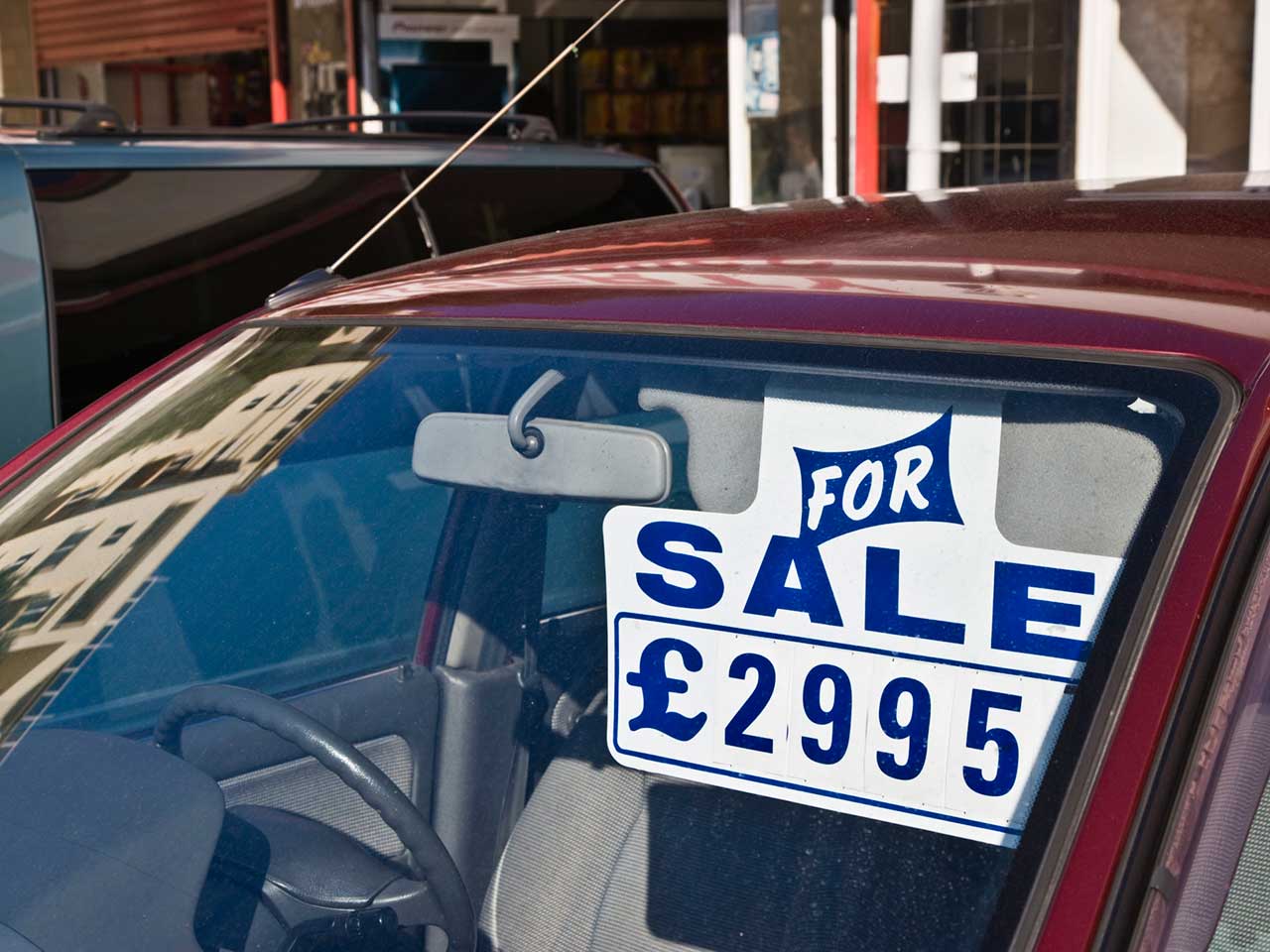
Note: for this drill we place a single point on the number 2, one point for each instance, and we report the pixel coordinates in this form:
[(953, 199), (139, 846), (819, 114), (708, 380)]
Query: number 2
[(734, 734), (978, 735)]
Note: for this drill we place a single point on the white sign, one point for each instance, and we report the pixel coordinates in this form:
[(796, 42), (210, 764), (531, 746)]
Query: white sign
[(959, 77), (862, 638)]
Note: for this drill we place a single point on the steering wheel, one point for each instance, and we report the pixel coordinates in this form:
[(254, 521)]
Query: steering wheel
[(353, 769)]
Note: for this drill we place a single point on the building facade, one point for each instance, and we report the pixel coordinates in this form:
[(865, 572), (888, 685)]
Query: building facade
[(742, 100)]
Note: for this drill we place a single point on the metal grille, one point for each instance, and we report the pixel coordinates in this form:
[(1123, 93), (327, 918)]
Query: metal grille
[(309, 788), (1017, 128)]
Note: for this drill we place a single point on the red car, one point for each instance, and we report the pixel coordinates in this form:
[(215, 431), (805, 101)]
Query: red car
[(866, 575)]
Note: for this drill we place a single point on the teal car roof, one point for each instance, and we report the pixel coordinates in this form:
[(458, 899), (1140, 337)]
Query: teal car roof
[(155, 151)]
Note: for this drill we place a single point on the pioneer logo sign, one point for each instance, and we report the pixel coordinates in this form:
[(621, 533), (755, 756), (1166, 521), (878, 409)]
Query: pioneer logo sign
[(862, 638)]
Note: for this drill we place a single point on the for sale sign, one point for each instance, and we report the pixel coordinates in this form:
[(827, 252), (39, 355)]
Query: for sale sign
[(862, 638)]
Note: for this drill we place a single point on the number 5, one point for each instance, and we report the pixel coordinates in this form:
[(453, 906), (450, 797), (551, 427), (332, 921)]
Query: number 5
[(976, 737)]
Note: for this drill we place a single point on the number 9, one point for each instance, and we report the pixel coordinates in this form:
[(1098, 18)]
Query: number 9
[(838, 714), (916, 731)]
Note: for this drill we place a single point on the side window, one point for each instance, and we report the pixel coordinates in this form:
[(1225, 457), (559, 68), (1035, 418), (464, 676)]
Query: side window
[(144, 262), (483, 206), (1245, 923)]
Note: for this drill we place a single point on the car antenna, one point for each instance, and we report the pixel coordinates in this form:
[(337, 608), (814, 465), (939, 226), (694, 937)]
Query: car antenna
[(327, 277)]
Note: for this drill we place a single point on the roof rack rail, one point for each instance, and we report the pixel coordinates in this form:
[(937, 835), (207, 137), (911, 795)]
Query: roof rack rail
[(520, 126), (96, 117)]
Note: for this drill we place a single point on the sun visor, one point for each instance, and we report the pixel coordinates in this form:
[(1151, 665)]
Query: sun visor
[(724, 442)]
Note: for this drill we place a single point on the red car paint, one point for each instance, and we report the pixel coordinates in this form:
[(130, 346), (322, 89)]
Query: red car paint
[(1160, 270)]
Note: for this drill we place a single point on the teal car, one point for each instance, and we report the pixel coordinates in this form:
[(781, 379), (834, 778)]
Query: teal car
[(118, 246)]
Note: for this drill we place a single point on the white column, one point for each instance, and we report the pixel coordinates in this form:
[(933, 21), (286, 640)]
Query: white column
[(738, 126), (1100, 27), (1259, 132), (1124, 128), (828, 100), (851, 103), (925, 70)]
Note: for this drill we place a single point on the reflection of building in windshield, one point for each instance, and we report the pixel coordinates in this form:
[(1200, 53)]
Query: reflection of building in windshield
[(90, 552)]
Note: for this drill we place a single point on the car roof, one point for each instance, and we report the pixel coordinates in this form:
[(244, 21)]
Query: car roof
[(290, 150), (1170, 267)]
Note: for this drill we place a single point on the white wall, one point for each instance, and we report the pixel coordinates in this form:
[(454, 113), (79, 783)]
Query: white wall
[(1130, 90)]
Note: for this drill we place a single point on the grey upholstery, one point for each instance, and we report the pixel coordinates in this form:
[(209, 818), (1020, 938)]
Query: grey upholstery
[(615, 860)]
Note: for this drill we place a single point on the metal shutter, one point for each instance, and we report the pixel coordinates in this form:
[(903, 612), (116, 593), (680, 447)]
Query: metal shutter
[(121, 31)]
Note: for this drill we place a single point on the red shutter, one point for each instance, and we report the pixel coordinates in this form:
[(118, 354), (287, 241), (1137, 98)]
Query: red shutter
[(121, 31)]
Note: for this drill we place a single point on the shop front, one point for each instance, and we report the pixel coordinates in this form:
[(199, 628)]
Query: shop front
[(199, 62)]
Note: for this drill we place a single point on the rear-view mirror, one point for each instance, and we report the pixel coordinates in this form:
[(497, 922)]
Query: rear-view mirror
[(572, 460)]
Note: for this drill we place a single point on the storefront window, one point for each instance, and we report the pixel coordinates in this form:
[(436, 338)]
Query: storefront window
[(783, 98)]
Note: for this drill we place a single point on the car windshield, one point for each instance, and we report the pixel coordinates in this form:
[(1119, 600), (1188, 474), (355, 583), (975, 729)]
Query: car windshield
[(789, 648)]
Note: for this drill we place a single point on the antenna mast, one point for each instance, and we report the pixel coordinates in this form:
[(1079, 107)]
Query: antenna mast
[(477, 134)]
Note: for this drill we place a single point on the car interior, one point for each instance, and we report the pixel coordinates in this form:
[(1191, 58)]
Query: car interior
[(336, 706)]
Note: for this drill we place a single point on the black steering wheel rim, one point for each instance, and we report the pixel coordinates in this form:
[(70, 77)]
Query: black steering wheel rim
[(352, 767)]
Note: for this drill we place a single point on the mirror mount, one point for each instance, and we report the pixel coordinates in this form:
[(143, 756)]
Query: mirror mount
[(529, 439)]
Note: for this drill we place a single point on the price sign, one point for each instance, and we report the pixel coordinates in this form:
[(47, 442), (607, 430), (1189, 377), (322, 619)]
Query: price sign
[(862, 638)]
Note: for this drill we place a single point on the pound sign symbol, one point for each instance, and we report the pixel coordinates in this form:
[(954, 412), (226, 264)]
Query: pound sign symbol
[(657, 689)]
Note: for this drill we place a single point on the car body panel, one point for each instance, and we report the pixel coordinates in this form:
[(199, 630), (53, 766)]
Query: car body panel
[(28, 282), (24, 352), (1175, 272), (286, 151)]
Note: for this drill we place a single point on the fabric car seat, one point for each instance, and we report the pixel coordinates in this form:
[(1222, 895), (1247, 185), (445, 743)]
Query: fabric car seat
[(607, 858)]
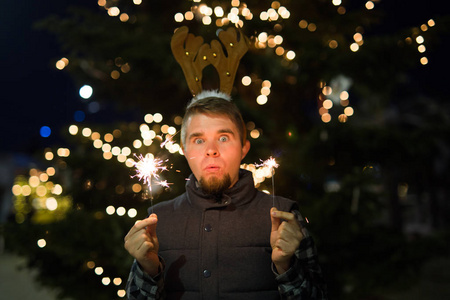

# # # #

Would you please set down the listing above exactly, minus its images?

- **Your response**:
Note: for this drill we place a single point on the number 2, one point for each instance, and we report the pixel coordinates in this form:
[(953, 199), (139, 846), (819, 114), (708, 380)]
Query: number 2
[(734, 734), (978, 735)]
Note: for this drill we place a single point on the white sign, one point for each instance, and we report the pixel coordinates in this form:
[(796, 42), (210, 764), (531, 746)]
Query: white sign
[(959, 77), (862, 638)]
Note: for this drill we place a single point on the steering wheel, one point for each instance, and we report the pixel coordinates in this form:
[(254, 521)]
Query: steering wheel
[(353, 769)]
Note: for this drill we place a single point on the building facade, one point for each instance, and we report the pixel coordinates in this form:
[(865, 572), (888, 685)]
Query: building facade
[(742, 100)]
Note: for this drill we place a single point on the metal grille, one point for each instance, and we report the pixel coordinates in this form:
[(1123, 93), (327, 918)]
Query: metal grille
[(309, 788), (1017, 128)]
Note: for this drill we place a single point on the red car, one point for each instance, and we report the pixel coordinates in this form:
[(215, 431), (805, 101)]
Query: red car
[(866, 575)]
Note: for this drill we place a single point on the teal car roof, one point for each instance, and we report the pixel coordinates in this form:
[(458, 899), (1140, 337)]
Query: teal car roof
[(155, 151)]
Note: for this drill we place a single point on the pioneer logo sign, one point for each instance, and we report the pixel coordinates in this form:
[(621, 533), (755, 756), (1166, 521), (878, 409)]
Query: pioneer logo sign
[(862, 638)]
Note: for this drill we place a single point on the for sale sign, one point for each instance, and we report the pixel coordinates in this form:
[(827, 252), (39, 355)]
Query: for sale sign
[(862, 638)]
Note: for this drill we place a single point on the number 5, one point for each instance, and we report the pixel coordinates in this form:
[(453, 906), (450, 797), (551, 427), (332, 921)]
Query: number 5
[(976, 737)]
Note: for this drill we place a single point on the number 9, one point for each instance, and we report the pixel coordinates in this form:
[(1098, 18)]
Query: number 9
[(838, 714), (916, 731)]
Note: for this drill we place a single point on the side window, one point for each instance, and we report the pixel coordinates in this form:
[(1225, 457), (559, 68), (1035, 418), (464, 676)]
Query: side window
[(144, 262), (483, 206), (1245, 923)]
Note: for this drill we place a single point on the car antenna, one point for each instance, and we report the pixel coordinates in this form:
[(337, 608), (814, 465), (939, 226), (694, 937)]
Query: car antenna
[(327, 277)]
Note: for this drill we place a single point on the roof rack rail, one point for each instance, and we report the pixel coordinates in this form:
[(937, 835), (207, 137), (911, 795)]
Query: roof rack rail
[(520, 126), (96, 117)]
Note: for this drill we place a single point on the sun visor, one point for each instance, and we report the pixel coordinates in this form:
[(1151, 665)]
Query: sun visor
[(724, 442)]
Note: for this drill we place a single point on the red car paint, one point for each instance, and we report the pixel coordinates in this form:
[(130, 346), (322, 89)]
Query: red car paint
[(1160, 270)]
Note: for this drill we place a single point on the teal car, one point for each instance, and we report the pixel coordinates in this form:
[(781, 379), (834, 778)]
Query: teal car
[(118, 246)]
Note: for this drill we place a single point on the white column, one point for each instance, and we report the pixel coordinates in this form:
[(933, 21), (286, 640)]
Query: white column
[(738, 126), (1100, 27), (1259, 132), (1124, 128), (828, 100), (851, 103), (925, 70)]
Note: for this drill we place a single point on the reflection of building in windshield, one point for each instance, and we report the pixel coordinates in this form:
[(1200, 53)]
Query: reflection of building in windshield
[(90, 552)]
Note: for this drill we place a single point on the car roof, one point for each instance, and we report the pixel coordinates in this form:
[(244, 21)]
Query: car roof
[(290, 150), (1170, 267)]
Note: for this drill we place a single point on the white wall, one point for each instance, and we report the pixel coordinates in this form:
[(454, 113), (79, 783)]
Query: white wall
[(1130, 90)]
Note: for this drill we place a single point on the grey upholstery, one point for each instance, and we report the pixel coordinates in this form:
[(209, 818), (1020, 938)]
Query: grey upholstery
[(615, 860)]
Note: for this drill we place a single point on the metal shutter, one point for each instance, and we report the pixel coordinates in this form:
[(903, 612), (116, 593), (680, 447)]
Query: metal shutter
[(121, 31)]
Note: for this drill we place a single point on the red shutter, one point for each instance, and we report the pixel coordinates in this form:
[(118, 354), (287, 241), (1137, 98)]
Query: red shutter
[(121, 31)]
Note: for this drill we place a single point on the shop front, one point for each instance, and we report the pixel coordinates in this form:
[(199, 628)]
Query: shop front
[(199, 62)]
Note: for this drill we place a single point on the rear-view mirror, one point for each instance, and we report the pixel coordinates in this form:
[(497, 922)]
Query: rear-view mirror
[(572, 460)]
Note: for this drill we place a single point on the storefront window, one point for each instance, and we report the pixel coordinates in this form:
[(436, 338)]
Query: storefront window
[(783, 98)]
Note: for this drill we place a single point on the car windshield, one point for each instance, and we report the pixel coordinates in this form:
[(1119, 600), (1188, 474), (355, 583), (975, 729)]
Query: car windshield
[(789, 648)]
Note: for this drill we place a single point on the antenna mast, one point for each instance, and we report the pixel coordinates in this form:
[(1079, 107)]
Query: antenna mast
[(477, 134)]
Note: for this drill we place a single point on the car interior, one point for each instance, and we report the pixel coordinates in this form:
[(1191, 58)]
Query: car interior
[(336, 706)]
Note: for this drill we place a single point on the black steering wheel rim, one point for each instance, and we report the pixel coordinates in this form:
[(70, 77)]
Query: black steering wheel rim
[(352, 767)]
Note: for this drill we place a single point on the mirror mount, one point for each instance, and we report the pixel coordinates in this form:
[(143, 756)]
Query: mirror mount
[(529, 439)]
Note: for this drill we place a single point on the price sign, one point for each instance, and we report the pixel coordinates in this form:
[(47, 442), (607, 430), (1189, 377), (322, 619)]
Query: price sign
[(862, 638)]
Note: for this drill we place a single point on the pound sign symbol, one point for each instance, and we report the pixel coordinates in this form:
[(954, 412), (226, 264)]
Query: pound sign symbol
[(657, 689)]
Note: for this drill we place a single point on the car body panel, one point for each instance, and we report the pixel coordinates in this form:
[(199, 630), (53, 766)]
Query: car body panel
[(28, 282), (24, 352), (1175, 272), (286, 151)]
Note: for this drill we place a single point on the fabric car seat, one point for each instance, and we report the pixel coordinates in this form:
[(1222, 895), (1247, 185), (445, 743)]
Query: fabric car seat
[(607, 858)]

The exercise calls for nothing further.